Aim:
Repeat the entries that follow verbatim, without any of their pictures.

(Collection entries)

----

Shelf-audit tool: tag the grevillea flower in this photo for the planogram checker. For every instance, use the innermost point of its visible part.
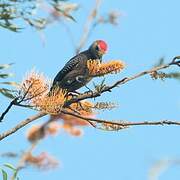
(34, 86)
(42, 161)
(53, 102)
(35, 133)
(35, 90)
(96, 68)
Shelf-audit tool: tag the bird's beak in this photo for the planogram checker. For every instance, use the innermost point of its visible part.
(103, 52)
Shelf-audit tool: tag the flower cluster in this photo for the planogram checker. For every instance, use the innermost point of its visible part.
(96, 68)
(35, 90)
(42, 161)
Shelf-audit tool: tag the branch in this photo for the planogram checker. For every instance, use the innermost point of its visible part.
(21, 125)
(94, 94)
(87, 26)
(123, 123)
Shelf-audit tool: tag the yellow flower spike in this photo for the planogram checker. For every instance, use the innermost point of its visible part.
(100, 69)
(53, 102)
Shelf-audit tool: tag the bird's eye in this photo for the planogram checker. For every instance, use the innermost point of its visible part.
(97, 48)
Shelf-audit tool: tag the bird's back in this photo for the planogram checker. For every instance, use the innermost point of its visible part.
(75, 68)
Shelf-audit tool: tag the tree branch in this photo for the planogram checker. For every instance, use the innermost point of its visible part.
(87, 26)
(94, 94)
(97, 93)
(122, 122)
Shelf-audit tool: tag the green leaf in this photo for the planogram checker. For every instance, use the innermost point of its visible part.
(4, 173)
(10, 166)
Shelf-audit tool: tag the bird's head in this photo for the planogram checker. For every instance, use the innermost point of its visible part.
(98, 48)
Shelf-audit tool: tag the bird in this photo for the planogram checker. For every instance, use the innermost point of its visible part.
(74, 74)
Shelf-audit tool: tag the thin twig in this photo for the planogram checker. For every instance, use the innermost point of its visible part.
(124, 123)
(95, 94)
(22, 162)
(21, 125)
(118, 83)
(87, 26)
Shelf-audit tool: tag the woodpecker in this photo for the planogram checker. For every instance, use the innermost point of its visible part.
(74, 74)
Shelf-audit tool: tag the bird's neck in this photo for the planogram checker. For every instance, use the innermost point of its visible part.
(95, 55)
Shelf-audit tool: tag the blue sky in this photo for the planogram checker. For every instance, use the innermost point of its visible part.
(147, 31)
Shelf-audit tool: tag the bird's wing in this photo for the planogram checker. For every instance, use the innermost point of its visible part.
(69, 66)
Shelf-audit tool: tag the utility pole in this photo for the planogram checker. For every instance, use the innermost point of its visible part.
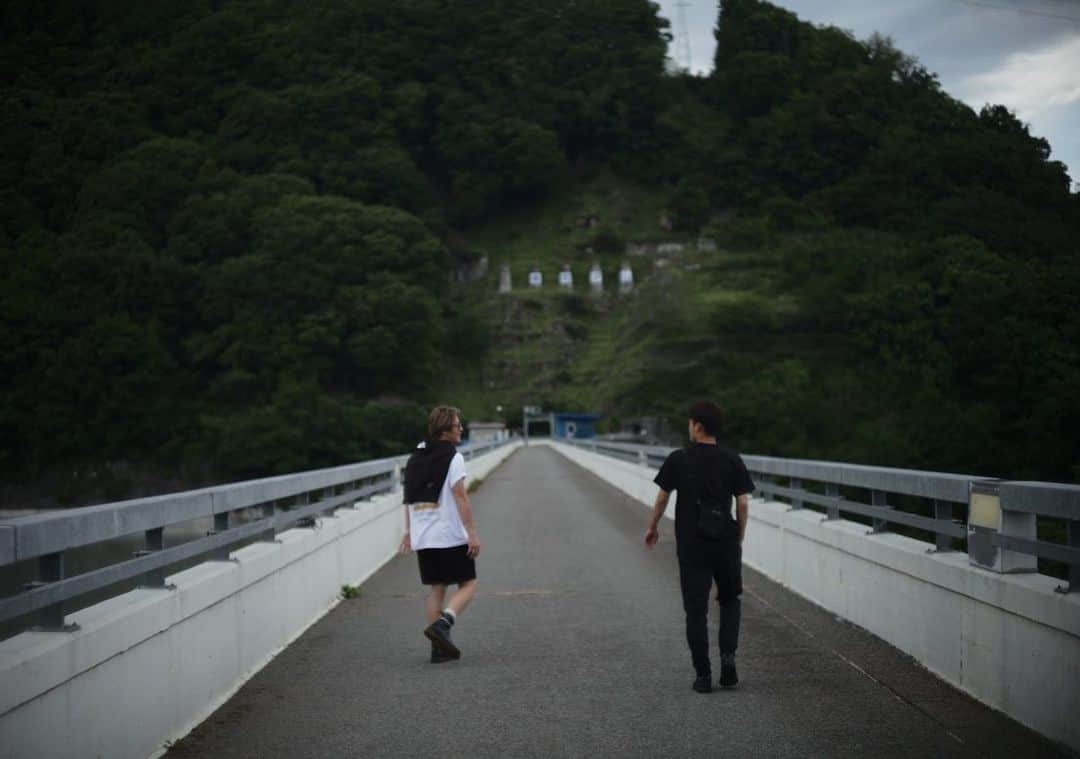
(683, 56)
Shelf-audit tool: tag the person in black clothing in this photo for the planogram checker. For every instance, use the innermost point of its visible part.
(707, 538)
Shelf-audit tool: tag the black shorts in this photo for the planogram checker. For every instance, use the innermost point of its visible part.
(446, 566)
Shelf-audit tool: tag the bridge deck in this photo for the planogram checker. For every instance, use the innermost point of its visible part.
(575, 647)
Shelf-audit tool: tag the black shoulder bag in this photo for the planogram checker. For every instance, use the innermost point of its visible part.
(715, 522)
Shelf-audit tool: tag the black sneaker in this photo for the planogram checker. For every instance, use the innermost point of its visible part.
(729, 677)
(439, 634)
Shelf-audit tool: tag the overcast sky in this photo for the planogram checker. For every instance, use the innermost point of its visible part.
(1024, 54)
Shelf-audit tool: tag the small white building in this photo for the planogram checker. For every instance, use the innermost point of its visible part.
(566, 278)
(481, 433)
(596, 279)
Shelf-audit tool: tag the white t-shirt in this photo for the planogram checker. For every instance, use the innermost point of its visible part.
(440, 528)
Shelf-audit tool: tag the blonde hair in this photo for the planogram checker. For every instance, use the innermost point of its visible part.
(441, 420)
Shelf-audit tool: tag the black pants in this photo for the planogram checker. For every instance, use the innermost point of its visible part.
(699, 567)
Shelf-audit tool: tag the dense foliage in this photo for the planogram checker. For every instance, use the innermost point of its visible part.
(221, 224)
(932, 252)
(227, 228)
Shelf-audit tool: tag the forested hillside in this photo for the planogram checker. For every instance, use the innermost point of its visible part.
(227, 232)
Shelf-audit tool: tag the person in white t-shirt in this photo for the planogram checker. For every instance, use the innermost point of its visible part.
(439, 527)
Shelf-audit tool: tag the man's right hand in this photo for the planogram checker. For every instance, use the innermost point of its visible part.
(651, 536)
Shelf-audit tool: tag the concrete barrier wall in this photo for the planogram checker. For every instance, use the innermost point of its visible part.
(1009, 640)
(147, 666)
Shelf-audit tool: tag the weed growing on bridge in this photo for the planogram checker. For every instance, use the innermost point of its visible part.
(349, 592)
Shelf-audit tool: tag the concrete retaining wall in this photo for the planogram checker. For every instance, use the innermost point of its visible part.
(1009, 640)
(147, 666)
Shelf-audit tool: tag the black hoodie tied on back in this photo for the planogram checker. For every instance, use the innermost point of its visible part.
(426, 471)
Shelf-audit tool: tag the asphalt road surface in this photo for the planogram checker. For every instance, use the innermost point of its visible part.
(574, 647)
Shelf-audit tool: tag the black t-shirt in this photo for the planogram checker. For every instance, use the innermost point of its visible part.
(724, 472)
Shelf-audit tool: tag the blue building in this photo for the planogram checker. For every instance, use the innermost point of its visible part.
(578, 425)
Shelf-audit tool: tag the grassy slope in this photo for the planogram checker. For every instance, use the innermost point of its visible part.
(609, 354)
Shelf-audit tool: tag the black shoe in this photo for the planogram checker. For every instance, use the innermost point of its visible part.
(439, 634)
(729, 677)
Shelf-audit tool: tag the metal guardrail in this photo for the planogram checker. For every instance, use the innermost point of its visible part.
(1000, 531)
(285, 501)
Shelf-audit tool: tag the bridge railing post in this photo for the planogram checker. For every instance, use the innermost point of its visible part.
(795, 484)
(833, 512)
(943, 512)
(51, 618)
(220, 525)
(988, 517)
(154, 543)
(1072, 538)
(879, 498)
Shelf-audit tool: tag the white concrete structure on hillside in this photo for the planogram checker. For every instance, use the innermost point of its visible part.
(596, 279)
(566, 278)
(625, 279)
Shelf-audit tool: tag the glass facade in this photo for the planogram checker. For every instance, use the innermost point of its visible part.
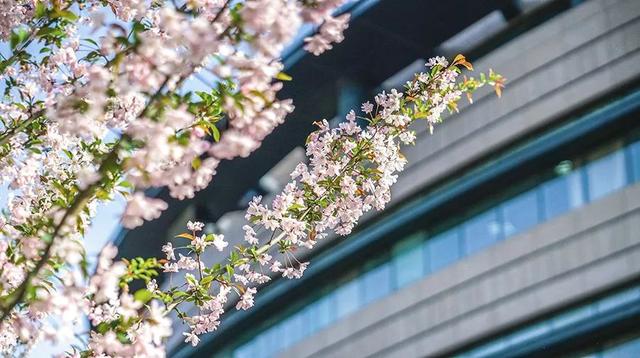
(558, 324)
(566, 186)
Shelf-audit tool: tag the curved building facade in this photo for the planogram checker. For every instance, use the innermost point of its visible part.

----

Complete answer:
Shelf-audit tool: tag the grevillea flower in this photo for the planogram checker. For every instance, use the innermost point of its visible part.
(34, 86)
(42, 161)
(53, 102)
(35, 133)
(35, 90)
(96, 68)
Shelf-audit tool: tag the bird's beak in this photo for the planogram checker. For every instance, use the innermost point of its visible part.
(103, 52)
Shelf-audit tool: tag the flower cluster in this photo for the planogram checker. For every instance, use the innermost point of its visible part.
(96, 68)
(35, 90)
(42, 161)
Shelf-audit tool: tag the branch in this photo for the planogram checker. For every instance, use the innermost point of its visible part.
(21, 125)
(94, 94)
(87, 26)
(123, 123)
Shelf-audit tool: tag the yellow flower spike in this photo for the planogram checker. For every instance, use the innermost point of its visible part.
(100, 69)
(53, 102)
Shelf-audit tool: tag the bird's eye in this photo for the planogram checker. For every instance, use the innermost point of its visible part.
(97, 48)
Shelf-audit tool: tag the bird's back in this photo for the planogram checker. For every instance, use the innermost point of its visible part.
(75, 68)
Shelf-audit tool: tag the tree branch in this photo for the planogram checker. For every instance, use the innermost point of its visible part.
(87, 26)
(94, 94)
(97, 93)
(122, 122)
Shelf-audit tool: tag the green leaf in this photo for the planogram checker. For every instance, use the innermost point of its visible part.
(4, 173)
(10, 166)
Shelf-audit tool: tag the bird's head in this photo for the planogram checker. For every instance, use the innermost point of its visible part.
(98, 48)
Shelf-audit tool: tag the bird in this photo for the planogram checker. For every instance, use the innermost point of its visible part.
(74, 74)
Shelf-audit tool: tag the thin twig in this photo for the planogram checker. For every instance, use the innermost point of its visible part.
(124, 123)
(95, 94)
(22, 162)
(21, 125)
(118, 83)
(87, 26)
Shelf-audit tool: tag the woodpecker in this photo for the planogram checker. For every instance, use the innermost point of its visible part.
(74, 74)
Shelf-audit tool: tag the bird's neck in this photo for the planogram checker. For every instance, use the innermost point of its visible part.
(95, 55)
Shelf-audit tool: tag the blue sky in this photo for the planogram checker. For every instance, use the innermost point of its visible part.
(147, 31)
Shelf-audit tool: tag the bird's wing in this photo for the planogram checker. For every instance, use the innermost point of its visible part.
(69, 66)
Shelf-audit tool: tag the utility pole in this photo for the planogram checker. For every instance, use the innermost point of its visible part.
(683, 56)
Shelf-audit tool: tag the person in black clothing in this photo for the planogram checker. For every instance, use the innermost point of its visible part.
(707, 538)
Shelf-audit tool: tag the black shorts in this photo for the planogram checker. For every instance, use the innermost point of its visible part.
(446, 566)
Shelf-audit tool: tag the bridge deck in this photo for the planogram checker. For every instance, use the innermost point of its visible part.
(575, 647)
Shelf-audit tool: tag the black shoulder bag in this photo for the planogram checker. For every instance, use the innermost point of its visible part.
(715, 522)
Shelf-audit tool: tag the black sneaker in this photo for the planogram checker. For every instance, use the innermost point of its visible part.
(729, 677)
(439, 634)
Shelf-audit tool: tag the overcast sky in this photo for the planogram checker. For every instance, use the innermost point of its visible part.
(1024, 54)
Shelf-audit tool: tag the small white building in this photo for the planogram checker. For every instance, use the innermost point of its visible part.
(566, 278)
(481, 433)
(596, 279)
Shelf-audit tool: tag the white t-shirt in this photo for the planogram checker. For every instance, use the innermost point of its visible part.
(440, 528)
Shelf-audit tool: tag the blonde hair in this photo for the planogram checker. For every instance, use the innermost point of its visible part.
(441, 420)
Shelf-audit tool: tag the black pants in this photo for the planogram checker. For every instance, use the innermost point of its visible part.
(699, 567)
Shelf-audit tool: tag the dense foliage in this photo for the planogram checker. For every instance, use the innermost point of its visible part.
(221, 224)
(932, 252)
(227, 228)
Shelf-audit tool: tag the forested hillside in this photo for the planogram checker. For every instance, use the innermost point of its visible part.
(227, 232)
Shelf-audit tool: tag the person in white t-shirt in this photo for the planogram checker. For every instance, use the innermost point of its visible part.
(439, 527)
Shelf-audit tool: tag the man's right hand in this photo for the planogram checker. For every instance, use the innermost point of its visible part.
(651, 536)
Shelf-audit tool: tag the concrete barrier wall in this photo for the planogram checker. For every instance, use the innermost point of its visible part.
(1009, 640)
(147, 666)
Shelf-audit tool: tag the weed growing on bridge in this photo for the planogram checker. For every instance, use the innermost point of its visible part.
(349, 592)
Shelf-audit tool: tag the concrete retaining wall in this photo for the planogram checker. For every instance, use the innermost point of its visible part.
(1009, 640)
(147, 666)
Shelf-audit tool: tag the black hoodie tied on back in this photo for the planogram checker. For every instance, use the innermost point of its visible part.
(426, 471)
Shelf-audit tool: tag the asphalt road surface in this photo for the planogram checker. For every instance, use the innermost point of its visible part.
(574, 647)
Shelf-audit tool: tag the black t-shirt in this photo for the planogram checker. For every instance, use the innermost point of its visible part.
(724, 472)
Shelf-audit tool: tag the blue building in this photo for the planogram checker. For every instance, use the innermost point of its visible part.
(578, 425)
Shelf-audit tool: tag the grassy slope in this photo for the planogram checker. For every instance, use the innermost point of its visible part.
(609, 354)
Shelf-audit tool: tag the black shoe in this photo for the planogram checker. For every instance, use the innermost point of its visible part.
(439, 634)
(729, 677)
Shelf-audit tool: tag the metal guardrail in this photo for the planogram checker. For every instance, use the innermost point of its visible part.
(1000, 531)
(285, 501)
Shelf-audit tool: tag the bridge railing post in this photo for the planogram checker. For every instance, use the innermost point of its visible part.
(795, 484)
(833, 512)
(943, 512)
(51, 618)
(220, 525)
(988, 517)
(154, 543)
(1072, 538)
(879, 498)
Shelf-audit tool: tag the white concrete structure on hillside in this photo for the planogram checker. For every instance, use the innermost point of its visible part.
(596, 279)
(566, 278)
(625, 279)
Shelf-audit tool: tag the glass facade in this photo for the planogram checker. For every instance, use the innermost point of its visible part.
(558, 324)
(566, 186)
Shelf-audit tool: tag the curved building facade in this photo for the planogram checker. For every instance, use the innermost point of its visible part.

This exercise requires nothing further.